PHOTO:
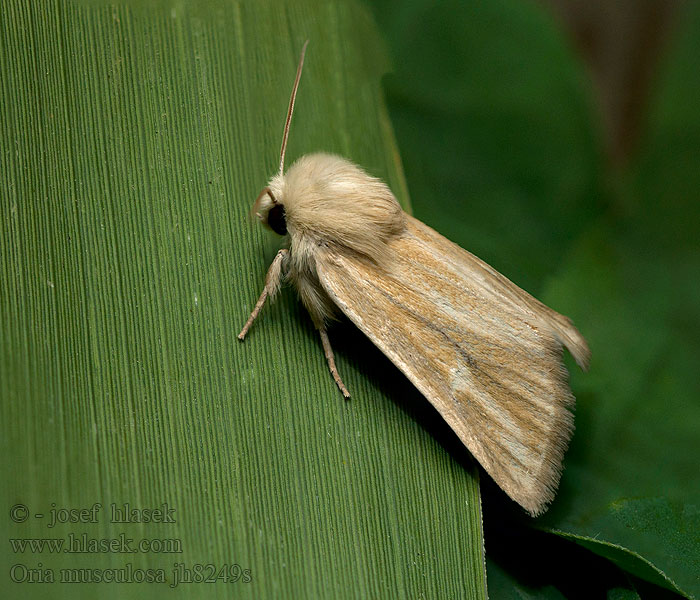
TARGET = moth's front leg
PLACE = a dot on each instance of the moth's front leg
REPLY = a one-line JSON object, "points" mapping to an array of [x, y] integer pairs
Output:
{"points": [[328, 351], [273, 279]]}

▸ PROBLEM TO SOLVE
Give every line of the items above as a Markdown table with the columns Row and Text, putting each line's number under Row and leaving out blank lines. Leave the pictures out of the table.

▸ FINISHED TASK
| Row | Text |
|---|---|
| 1 | PHOTO: |
| 2 | TARGET = moth's front leg |
| 3 | PLACE = a dot on each instance of the moth's front leg |
| 4 | REPLY = a one-line JSON object, "points" mapping to an array of [x, y] integer pairs |
| 5 | Output: |
| 6 | {"points": [[328, 351], [273, 279]]} |